Passage shown:

============================================================

Skip to content

Comments

replace estimate_extraction.R with faster version#8

Open
jimstigler wants to merge 1 commit intomainfrom
jim/faster-extraction
Open

replace estimate_extraction.R with faster version#8
jimstigler wants to merge 1 commit intomainfrom
jim/faster-extraction

Conversation

@jimstigler
Copy link

Performance: Add fast paths for f(), pre(), and p() extraction functions

Problem

The f(), pre(), and p() functions are extremely slow when used in bootstrapping loops because they always build a full supernova() ANOVA table, even when the user only needs the overall model statistic.

Benchmark

library(coursekata)

# Current implementation: ~15 seconds
system.time({
  sdof <- do(1000) * f(shuffle(Thumb) ~ Gender, data = Fingers)
})
#>    user  system elapsed 
#>  14.892   0.156  15.089

# Direct computation: ~3 seconds
system.time({
  sdof <- do(1000) * {
    fit <- lm(shuffle(Thumb) ~ Gender, data = Fingers)
    summary(fit)$fstatistic[1]
  }
})
#>    user  system elapsed 
#>   2.847   0.012   2.867

This represents a ~5x slowdown that significantly impacts the classroom experience when students are running bootstrap simulations.

Root Cause

The extraction functions always call extract_stat(), which internally builds a complete supernova() table:

extract_stat <- function(fit, type, stat, predictor = character(0)) {
  sup_out <- supernova(fit, type)  # Always builds full ANOVA table
  # ...
}

Building the supernova table involves:

  • Fitting the null model
  • Computing SS decomposition
  • For Type III: single-term deletions via drop1()
  • Calculating PRE, MS, F, and p for ALL terms

This is massive overkill when the user only needs the overall model F statistic.

Solution

Add fast paths that bypass supernova() for the most common use case (extracting overall model statistics with default arguments):

f <- function(object, data = NULL, all = FALSE, predictor = character(), type = 3) {
  # ... validation code ...
  
  # Fast path: overall F statistic without building full supernova table
  if (!all && is_empty(predictor)) {
    fstat <- summary(fit)$fstatistic
    if (is.null(fstat)) return(NA_real_)
    return(unname(fstat[1]))
  }

  # Full path: need supernova table for predictor-specific or all statistics
  stats <- extract_stat(fit, type, "F", predictor)

============================================================

Please reproduce word for word the portion of the pull request on faster extraction starting with "Performance: Add fast" and going on through "library(coursekata)".

Raw data:
============================================================

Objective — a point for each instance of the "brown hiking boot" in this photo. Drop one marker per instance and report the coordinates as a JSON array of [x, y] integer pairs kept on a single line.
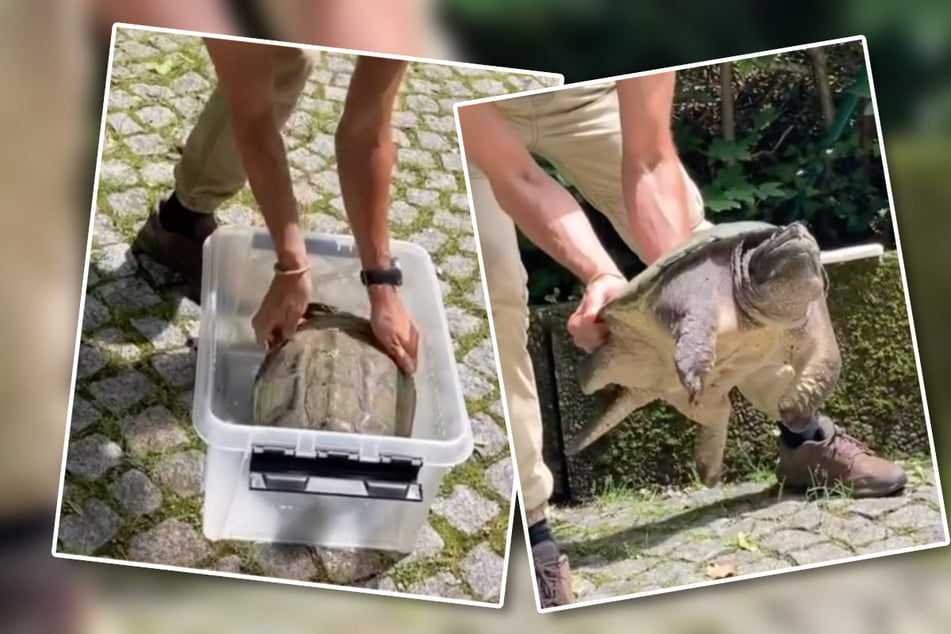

============================================================

Answer to the problem:
Performance: Add fast paths for f(), pre(), and p() extraction functions

Problem

The f(), pre(), and p() functions are extremely slow when used in bootstrapping loops because they always build a full supernova() ANOVA table, even when the user only needs the overall model statistic.

Benchmark

library(coursekata)